**Exercise requirements:**
Rescale the items, starting with the line that contains "Where can the woman's necklace" and going on through the line that contains "point(483, 281)". Reproduce every line in that span, requests included, but multiply each coordinate in the answers by 2.35 and round to whole numbers, halves up, leaving the requests and their sample points unchanged.

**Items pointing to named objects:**

════

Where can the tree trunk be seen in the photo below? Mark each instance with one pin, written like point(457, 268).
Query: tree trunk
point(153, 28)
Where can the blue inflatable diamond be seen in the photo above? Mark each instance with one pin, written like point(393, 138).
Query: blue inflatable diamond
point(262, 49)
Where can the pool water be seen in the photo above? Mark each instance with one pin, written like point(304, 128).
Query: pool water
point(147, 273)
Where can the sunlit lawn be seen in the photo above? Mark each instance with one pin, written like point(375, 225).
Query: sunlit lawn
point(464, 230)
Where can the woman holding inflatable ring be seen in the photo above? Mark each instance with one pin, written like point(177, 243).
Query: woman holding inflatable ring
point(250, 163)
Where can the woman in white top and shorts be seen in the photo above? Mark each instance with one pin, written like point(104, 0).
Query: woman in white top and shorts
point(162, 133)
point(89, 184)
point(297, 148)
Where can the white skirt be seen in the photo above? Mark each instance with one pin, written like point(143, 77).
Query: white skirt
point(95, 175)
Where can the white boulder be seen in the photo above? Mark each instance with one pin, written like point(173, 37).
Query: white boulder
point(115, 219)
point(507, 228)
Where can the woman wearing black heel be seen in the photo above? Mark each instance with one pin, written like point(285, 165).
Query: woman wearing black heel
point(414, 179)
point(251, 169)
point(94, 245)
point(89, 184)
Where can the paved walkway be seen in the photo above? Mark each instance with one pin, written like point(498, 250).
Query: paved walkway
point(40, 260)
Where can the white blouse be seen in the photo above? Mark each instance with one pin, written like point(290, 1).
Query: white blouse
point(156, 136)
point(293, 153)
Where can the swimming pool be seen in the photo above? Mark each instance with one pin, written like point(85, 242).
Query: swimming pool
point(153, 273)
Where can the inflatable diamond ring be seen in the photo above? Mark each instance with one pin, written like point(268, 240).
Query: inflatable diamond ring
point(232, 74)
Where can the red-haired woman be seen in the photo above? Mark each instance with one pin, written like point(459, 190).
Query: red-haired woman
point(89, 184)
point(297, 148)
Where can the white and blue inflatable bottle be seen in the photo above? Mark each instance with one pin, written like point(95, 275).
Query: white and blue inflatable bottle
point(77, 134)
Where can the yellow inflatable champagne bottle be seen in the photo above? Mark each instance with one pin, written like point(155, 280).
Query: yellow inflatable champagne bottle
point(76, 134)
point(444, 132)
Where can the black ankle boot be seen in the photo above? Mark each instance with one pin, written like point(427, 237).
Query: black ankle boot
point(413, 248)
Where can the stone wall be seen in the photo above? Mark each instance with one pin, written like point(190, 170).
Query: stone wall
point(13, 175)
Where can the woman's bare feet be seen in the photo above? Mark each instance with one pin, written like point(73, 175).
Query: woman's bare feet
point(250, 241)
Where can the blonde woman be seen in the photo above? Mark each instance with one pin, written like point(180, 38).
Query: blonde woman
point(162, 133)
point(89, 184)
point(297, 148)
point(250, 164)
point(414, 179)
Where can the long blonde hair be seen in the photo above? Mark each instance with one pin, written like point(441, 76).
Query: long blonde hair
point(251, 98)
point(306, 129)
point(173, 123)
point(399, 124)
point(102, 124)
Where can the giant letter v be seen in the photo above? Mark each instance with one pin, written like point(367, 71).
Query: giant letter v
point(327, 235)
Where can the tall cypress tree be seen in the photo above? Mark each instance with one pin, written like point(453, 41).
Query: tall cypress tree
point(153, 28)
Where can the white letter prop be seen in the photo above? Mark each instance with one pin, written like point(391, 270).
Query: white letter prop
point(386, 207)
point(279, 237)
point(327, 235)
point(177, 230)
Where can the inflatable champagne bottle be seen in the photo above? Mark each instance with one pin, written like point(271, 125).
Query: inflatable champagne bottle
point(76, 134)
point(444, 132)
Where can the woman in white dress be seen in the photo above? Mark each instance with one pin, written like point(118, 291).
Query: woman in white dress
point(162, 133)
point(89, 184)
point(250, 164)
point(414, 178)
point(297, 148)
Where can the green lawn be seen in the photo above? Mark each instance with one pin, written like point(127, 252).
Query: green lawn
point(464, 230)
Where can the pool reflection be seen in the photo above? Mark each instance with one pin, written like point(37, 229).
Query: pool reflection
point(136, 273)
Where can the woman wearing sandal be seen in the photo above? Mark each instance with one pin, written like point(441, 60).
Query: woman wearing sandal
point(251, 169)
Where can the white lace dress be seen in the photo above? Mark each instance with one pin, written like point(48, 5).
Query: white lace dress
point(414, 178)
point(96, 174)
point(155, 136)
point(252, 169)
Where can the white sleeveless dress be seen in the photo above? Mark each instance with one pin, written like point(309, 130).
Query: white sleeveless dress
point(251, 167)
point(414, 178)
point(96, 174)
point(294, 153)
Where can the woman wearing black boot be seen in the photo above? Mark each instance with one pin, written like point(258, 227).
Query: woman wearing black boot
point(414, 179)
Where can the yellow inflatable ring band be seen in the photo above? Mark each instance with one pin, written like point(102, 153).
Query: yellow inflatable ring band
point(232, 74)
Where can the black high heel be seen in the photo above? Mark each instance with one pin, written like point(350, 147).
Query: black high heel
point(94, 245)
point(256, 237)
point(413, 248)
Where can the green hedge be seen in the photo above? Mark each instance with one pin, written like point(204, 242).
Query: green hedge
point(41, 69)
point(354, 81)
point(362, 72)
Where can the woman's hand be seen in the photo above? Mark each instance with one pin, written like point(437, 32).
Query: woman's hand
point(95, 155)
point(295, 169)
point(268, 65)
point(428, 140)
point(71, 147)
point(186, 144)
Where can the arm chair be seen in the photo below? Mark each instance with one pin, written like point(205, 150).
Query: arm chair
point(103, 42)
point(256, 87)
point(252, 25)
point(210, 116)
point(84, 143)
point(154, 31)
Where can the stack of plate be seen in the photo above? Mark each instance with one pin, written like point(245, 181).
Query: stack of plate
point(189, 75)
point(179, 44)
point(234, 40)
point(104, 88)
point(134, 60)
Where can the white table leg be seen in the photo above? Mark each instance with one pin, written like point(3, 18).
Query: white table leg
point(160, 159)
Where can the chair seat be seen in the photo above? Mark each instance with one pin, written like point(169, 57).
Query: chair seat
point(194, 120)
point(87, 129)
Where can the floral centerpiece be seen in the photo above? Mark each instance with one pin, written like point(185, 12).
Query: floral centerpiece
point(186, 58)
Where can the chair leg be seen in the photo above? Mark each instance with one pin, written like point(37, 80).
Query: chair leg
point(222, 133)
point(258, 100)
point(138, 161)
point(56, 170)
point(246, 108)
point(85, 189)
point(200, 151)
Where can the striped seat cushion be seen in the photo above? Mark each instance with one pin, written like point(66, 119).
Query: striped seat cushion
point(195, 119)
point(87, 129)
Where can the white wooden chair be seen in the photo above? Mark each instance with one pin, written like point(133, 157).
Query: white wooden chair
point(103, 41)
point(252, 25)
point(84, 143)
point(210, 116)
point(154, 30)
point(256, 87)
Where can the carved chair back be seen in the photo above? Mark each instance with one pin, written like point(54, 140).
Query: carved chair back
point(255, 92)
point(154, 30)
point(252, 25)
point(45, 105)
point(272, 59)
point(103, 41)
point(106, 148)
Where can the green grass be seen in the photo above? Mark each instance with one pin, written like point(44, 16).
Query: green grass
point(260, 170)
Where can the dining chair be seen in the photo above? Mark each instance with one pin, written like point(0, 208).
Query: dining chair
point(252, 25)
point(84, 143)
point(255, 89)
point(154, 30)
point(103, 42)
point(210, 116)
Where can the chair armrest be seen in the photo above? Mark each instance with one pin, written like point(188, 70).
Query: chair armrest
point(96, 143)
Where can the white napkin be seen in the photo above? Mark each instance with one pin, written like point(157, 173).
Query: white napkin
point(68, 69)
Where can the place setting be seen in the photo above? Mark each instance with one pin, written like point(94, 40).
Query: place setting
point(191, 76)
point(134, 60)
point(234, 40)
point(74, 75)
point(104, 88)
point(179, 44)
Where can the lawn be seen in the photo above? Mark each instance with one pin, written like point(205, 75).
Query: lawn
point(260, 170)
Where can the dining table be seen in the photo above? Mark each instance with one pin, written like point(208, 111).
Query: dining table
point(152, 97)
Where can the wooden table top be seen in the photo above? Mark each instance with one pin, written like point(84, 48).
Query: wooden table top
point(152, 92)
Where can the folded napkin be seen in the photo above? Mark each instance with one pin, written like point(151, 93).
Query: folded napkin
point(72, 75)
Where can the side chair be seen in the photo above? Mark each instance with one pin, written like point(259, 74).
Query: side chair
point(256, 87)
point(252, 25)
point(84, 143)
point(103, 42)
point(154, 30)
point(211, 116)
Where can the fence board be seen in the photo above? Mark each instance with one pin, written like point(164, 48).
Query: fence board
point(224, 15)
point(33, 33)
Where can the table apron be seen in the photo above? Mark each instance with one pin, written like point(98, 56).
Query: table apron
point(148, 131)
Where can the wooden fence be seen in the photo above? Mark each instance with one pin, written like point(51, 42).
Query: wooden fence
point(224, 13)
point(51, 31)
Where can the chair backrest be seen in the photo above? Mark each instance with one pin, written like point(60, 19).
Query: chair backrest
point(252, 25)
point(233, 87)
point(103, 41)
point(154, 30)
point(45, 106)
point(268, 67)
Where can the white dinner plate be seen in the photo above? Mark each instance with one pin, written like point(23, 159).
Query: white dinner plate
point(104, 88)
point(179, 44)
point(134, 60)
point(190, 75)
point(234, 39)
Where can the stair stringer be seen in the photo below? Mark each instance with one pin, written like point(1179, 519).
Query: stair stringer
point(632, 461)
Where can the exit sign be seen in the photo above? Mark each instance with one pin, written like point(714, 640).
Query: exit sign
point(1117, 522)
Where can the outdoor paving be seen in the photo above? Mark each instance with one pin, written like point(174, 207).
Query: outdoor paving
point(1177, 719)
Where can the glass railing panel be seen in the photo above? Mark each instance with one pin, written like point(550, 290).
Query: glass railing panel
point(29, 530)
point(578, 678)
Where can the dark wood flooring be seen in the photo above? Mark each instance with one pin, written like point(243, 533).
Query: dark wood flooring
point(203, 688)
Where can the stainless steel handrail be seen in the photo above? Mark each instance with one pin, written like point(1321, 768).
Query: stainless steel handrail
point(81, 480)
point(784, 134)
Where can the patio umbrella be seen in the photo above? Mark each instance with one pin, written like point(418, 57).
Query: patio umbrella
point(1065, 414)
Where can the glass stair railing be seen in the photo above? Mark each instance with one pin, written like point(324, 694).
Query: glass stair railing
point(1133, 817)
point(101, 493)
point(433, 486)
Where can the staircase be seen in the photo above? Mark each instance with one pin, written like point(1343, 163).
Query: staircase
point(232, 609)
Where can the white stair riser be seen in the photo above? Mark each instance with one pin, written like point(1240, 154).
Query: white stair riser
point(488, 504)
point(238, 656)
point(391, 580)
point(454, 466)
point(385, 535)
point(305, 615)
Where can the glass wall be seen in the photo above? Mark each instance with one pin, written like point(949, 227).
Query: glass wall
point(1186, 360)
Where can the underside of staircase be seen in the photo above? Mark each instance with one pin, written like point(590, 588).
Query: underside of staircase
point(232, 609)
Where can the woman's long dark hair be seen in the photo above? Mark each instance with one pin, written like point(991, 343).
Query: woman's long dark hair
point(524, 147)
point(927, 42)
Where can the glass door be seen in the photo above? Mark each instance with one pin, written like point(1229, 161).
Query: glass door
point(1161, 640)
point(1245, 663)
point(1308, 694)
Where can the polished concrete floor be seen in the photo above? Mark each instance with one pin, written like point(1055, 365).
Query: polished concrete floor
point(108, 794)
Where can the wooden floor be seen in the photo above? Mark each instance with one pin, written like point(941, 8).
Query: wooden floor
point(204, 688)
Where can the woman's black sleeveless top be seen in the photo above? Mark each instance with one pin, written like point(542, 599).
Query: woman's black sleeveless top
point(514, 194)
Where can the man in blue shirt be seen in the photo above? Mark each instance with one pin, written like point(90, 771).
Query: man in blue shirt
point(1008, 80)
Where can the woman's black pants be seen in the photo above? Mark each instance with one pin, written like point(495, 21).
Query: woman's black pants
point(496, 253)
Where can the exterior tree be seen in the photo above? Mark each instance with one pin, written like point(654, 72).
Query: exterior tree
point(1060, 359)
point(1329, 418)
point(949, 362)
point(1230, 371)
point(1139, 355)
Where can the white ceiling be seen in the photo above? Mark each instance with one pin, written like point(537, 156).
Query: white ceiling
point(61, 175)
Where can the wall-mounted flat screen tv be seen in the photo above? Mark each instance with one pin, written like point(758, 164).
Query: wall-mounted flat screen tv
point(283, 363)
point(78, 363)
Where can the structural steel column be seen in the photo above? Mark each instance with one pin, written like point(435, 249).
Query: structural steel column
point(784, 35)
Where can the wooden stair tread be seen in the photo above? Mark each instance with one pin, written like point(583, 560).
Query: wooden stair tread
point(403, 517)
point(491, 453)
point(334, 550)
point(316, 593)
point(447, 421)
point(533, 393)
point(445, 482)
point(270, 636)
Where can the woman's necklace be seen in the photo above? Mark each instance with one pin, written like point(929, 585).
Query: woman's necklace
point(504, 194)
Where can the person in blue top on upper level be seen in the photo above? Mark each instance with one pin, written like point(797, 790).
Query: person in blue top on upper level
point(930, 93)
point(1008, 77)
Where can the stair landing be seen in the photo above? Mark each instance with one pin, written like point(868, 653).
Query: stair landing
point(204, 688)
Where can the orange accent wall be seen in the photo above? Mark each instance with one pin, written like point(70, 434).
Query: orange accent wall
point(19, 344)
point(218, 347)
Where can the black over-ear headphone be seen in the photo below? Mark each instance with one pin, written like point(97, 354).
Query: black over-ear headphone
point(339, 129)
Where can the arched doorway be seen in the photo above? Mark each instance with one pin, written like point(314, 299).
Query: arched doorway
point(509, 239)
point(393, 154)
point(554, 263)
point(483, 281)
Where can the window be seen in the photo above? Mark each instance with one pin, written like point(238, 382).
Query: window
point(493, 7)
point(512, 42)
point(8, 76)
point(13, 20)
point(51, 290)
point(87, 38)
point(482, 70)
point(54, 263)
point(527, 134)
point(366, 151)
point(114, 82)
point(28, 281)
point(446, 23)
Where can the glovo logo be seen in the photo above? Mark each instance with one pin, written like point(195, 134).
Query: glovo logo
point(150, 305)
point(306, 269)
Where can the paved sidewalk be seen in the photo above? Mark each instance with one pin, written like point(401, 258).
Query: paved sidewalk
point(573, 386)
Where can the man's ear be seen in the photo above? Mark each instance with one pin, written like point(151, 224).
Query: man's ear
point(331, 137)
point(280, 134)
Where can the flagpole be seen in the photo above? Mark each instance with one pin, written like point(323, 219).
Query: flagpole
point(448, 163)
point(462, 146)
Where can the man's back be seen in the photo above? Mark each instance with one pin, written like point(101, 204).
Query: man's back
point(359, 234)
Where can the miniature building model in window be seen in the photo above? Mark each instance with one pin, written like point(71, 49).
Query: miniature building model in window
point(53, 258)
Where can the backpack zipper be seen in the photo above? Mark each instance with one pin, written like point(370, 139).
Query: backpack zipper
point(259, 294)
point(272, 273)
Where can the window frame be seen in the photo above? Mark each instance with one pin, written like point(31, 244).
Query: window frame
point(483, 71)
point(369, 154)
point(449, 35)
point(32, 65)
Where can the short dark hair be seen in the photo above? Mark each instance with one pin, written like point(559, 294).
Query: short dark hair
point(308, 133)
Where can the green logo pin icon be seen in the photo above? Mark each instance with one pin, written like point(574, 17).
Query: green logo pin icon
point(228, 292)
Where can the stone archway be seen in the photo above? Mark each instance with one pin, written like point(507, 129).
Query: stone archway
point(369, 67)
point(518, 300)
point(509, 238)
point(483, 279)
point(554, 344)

════

**Complete output:**
Where can the woman's necklace be seen in the photo above? Mark each instance with one pin, written like point(929, 585).
Query: woman's necklace
point(1184, 456)
Where can the person in blue top on upper level be seen in the photo above? Mark each instance with one pin, written like point(797, 790).
Query: person in blue top on upper level
point(2186, 219)
point(2369, 181)
Where can the stair landing be seen in the photo above? Mark each instance with one pin, written like point(868, 653).
Query: stair landing
point(479, 1617)
Where can the orange accent wall be seen in the photo above? Mark each instance with one pin, written like point(70, 434).
Query: orange accent wall
point(45, 808)
point(512, 815)
Where can the black over-ear headphone be seen in the photo below? Mark each instance with one pin, written like point(97, 354).
Query: black over-ear headphone
point(797, 303)
Where can the arched doorway be seen in the photo above? Mark each instance with one pin, written like point(314, 299).
Query: arched doorway
point(1196, 562)
point(924, 362)
point(1302, 618)
point(1135, 660)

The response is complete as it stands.